▶ _Study text_:
# # # # #

Biology major Tiffany Grace Uy shared some of her secrets after finishing summa cum laude in University of the Philippines Diliman's graduating class of 2015 with a record general weighted average (GWA) of 1.004.
1. Be an agent of change.
The feat has earned this reluctant star much public recognition. So, on ANC's Headstart, Uy called on lawmakers to channel more support for the country's premier state university.
"I wouldn't change a thing in the U.P. education. I found it amazing. I met so many people in all walks of life. But if there's one thing I do want, it's to have more funds and more support for students in need. I know a lot of people (studying there) who really can't afford the tuition fee," Uy said.
2. Recognize your greatest fear.
As Uy prepares to pursue a medical education with the Philippine General Hospital in August, the level-headed girl chooses to proceed with caution.
"The one thing that really hits home is the huge responsibility and the expectations of all these people. I hope I can fulfill them after many years of practicing medicine. They say nothing can prepare you for med school, apart from what you really study in the books. It's an art. The application is an art. The healing touch, some are blessed with it, some are not. My biggest fear is if I make a mistake and fail to save someone, it may scare me. My parents also fear that for me." Uy noted.

# # # # #

▶ _Exercise description_: Copy word for word the stretch of the article about Tiffany Grace Uy from "Biology major Tiffany" through "your greatest fear.".

# # # # #

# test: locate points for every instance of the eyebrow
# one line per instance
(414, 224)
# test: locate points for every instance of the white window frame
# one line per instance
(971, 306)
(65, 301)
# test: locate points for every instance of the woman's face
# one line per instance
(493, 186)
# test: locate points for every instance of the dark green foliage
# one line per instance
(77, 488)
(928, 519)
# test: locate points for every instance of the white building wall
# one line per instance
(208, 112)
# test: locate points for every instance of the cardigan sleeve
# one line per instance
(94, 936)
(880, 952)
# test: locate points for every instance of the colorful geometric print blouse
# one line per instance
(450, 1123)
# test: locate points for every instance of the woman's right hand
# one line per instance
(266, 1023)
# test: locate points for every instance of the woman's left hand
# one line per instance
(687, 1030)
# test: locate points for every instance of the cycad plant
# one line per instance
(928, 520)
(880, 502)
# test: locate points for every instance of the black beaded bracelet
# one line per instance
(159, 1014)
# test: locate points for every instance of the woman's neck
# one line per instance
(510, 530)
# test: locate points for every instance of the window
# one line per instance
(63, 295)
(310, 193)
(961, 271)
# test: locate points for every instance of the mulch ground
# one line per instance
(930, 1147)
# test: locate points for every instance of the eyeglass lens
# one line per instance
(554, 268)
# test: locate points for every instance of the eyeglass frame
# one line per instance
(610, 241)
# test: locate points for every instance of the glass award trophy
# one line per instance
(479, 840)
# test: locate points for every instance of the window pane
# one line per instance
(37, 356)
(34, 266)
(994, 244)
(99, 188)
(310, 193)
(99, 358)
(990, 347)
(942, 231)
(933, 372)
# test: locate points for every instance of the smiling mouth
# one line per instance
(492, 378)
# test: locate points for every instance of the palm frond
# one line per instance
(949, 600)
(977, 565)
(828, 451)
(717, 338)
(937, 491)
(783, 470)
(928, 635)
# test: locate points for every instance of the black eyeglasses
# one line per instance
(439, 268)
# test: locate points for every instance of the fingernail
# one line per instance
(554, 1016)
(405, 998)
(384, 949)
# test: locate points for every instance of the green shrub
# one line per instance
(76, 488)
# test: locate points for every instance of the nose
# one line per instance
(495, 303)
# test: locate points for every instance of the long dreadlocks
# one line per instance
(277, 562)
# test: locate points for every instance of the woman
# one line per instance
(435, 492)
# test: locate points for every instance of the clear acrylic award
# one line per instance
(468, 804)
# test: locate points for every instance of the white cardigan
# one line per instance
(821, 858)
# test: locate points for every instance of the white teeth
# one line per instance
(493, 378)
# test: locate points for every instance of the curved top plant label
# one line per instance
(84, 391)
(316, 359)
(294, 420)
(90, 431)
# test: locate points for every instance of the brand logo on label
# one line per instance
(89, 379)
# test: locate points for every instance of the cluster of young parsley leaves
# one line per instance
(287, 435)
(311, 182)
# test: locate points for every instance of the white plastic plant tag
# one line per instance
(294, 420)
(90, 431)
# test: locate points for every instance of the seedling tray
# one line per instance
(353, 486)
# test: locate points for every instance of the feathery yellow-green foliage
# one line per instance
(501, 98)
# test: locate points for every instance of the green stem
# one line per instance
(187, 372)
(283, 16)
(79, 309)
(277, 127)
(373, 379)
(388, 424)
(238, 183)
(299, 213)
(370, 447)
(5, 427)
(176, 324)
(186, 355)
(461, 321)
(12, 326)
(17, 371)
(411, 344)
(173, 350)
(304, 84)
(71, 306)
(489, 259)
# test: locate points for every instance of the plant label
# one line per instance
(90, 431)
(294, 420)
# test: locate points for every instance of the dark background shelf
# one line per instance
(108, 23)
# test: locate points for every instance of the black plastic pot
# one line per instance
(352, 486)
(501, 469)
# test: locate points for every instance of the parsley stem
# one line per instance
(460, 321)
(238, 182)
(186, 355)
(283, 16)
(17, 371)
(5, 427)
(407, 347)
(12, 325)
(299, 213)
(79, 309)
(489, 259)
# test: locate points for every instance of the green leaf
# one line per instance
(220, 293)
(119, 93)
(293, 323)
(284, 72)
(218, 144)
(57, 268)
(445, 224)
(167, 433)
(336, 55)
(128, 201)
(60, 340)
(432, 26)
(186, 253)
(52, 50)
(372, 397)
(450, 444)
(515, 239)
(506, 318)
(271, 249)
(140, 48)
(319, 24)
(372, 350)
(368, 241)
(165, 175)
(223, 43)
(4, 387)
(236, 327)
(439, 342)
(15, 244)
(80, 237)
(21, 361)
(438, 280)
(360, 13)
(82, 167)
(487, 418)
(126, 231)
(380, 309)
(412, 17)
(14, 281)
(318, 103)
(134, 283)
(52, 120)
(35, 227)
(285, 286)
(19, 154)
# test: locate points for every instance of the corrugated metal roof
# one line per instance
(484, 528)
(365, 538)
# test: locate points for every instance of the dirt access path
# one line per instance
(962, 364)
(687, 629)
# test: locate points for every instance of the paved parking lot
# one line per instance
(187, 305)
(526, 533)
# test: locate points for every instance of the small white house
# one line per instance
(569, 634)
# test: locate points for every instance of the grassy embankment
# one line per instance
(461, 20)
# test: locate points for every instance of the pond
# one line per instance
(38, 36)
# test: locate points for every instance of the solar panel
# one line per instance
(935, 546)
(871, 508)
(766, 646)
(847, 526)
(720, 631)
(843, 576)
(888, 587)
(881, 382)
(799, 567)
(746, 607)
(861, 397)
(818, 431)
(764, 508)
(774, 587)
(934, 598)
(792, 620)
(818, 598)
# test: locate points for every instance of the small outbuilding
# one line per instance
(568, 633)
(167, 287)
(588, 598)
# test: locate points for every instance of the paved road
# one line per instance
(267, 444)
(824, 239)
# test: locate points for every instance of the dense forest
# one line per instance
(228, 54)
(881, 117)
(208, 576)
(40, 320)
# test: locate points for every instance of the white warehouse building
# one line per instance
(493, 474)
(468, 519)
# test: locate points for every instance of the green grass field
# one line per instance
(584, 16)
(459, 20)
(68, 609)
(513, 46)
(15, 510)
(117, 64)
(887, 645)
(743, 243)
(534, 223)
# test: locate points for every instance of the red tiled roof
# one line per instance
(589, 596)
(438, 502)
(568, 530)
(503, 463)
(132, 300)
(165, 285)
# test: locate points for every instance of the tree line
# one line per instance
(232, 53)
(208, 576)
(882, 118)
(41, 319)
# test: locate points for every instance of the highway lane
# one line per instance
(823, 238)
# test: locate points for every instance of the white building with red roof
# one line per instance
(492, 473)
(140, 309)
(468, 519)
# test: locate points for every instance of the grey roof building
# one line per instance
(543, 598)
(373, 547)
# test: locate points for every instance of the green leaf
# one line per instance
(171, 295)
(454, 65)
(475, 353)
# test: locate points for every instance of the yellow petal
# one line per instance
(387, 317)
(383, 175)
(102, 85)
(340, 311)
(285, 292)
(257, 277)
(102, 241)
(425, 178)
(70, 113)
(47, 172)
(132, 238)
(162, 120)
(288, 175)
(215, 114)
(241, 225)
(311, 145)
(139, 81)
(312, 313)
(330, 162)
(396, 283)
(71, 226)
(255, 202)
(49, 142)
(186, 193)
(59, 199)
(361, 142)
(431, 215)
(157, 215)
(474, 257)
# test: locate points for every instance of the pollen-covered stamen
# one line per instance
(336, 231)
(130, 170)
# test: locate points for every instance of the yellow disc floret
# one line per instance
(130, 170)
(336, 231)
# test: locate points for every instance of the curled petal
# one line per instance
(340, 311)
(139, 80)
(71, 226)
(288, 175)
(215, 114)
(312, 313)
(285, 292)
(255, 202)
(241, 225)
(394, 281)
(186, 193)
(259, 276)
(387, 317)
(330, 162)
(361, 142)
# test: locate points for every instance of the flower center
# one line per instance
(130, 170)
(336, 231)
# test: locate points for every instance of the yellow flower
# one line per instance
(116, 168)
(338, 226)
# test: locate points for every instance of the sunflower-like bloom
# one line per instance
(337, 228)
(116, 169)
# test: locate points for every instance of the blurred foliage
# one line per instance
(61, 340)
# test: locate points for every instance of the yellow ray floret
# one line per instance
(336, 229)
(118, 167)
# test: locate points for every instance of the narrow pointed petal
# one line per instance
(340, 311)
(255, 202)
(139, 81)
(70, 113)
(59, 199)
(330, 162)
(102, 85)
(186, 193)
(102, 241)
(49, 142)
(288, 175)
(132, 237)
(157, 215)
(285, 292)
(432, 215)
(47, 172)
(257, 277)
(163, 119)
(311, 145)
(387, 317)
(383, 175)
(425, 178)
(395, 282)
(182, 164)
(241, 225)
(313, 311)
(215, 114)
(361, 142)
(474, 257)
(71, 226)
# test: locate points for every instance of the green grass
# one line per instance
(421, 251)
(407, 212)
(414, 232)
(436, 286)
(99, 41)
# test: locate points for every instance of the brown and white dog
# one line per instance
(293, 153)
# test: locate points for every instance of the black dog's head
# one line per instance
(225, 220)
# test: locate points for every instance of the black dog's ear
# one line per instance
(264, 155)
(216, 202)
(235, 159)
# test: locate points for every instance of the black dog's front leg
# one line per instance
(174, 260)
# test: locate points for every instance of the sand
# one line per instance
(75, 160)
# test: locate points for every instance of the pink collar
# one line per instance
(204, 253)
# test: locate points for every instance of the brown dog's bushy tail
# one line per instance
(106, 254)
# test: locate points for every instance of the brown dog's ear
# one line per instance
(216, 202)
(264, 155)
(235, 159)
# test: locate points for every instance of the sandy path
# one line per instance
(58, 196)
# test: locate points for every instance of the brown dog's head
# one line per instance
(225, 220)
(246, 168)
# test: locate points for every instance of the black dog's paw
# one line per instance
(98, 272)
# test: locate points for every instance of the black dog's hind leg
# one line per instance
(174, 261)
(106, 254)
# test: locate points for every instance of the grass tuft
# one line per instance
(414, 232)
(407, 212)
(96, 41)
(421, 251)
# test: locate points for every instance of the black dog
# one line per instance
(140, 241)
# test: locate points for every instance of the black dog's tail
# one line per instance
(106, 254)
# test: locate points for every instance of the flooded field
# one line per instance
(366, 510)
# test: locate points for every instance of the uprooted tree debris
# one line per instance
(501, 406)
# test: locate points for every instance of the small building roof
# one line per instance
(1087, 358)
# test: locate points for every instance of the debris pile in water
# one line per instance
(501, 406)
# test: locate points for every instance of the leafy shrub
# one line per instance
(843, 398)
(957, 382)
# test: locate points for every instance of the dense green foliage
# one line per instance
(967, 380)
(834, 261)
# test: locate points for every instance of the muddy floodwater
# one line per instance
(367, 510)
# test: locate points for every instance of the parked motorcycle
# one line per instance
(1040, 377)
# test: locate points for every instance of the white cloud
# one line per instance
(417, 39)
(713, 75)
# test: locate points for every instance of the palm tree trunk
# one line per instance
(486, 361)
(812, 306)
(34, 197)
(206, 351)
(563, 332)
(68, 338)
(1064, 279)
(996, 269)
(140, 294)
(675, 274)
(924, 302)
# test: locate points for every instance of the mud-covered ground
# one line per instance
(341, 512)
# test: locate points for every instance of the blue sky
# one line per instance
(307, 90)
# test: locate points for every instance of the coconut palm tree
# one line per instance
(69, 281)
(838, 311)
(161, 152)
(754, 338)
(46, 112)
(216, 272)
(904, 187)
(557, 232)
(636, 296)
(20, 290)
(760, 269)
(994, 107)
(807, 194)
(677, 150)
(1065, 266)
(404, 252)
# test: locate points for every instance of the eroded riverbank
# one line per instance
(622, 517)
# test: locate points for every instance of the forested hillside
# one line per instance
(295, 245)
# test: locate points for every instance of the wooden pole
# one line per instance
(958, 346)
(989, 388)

# # # # #

▶ _Solution below_:
Biology major Tiffany Grace Uy shared some of her secrets after finishing summa cum laude in University of the Philippines Diliman's graduating class of 2015 with a record general weighted average (GWA) of 1.004.
1. Be an agent of change.
The feat has earned this reluctant star much public recognition. So, on ANC's Headstart, Uy called on lawmakers to channel more support for the country's premier state university.
"I wouldn't change a thing in the U.P. education. I found it amazing. I met so many people in all walks of life. But if there's one thing I do want, it's to have more funds and more support for students in need. I know a lot of people (studying there) who really can't afford the tuition fee," Uy said.
2. Recognize your greatest fear.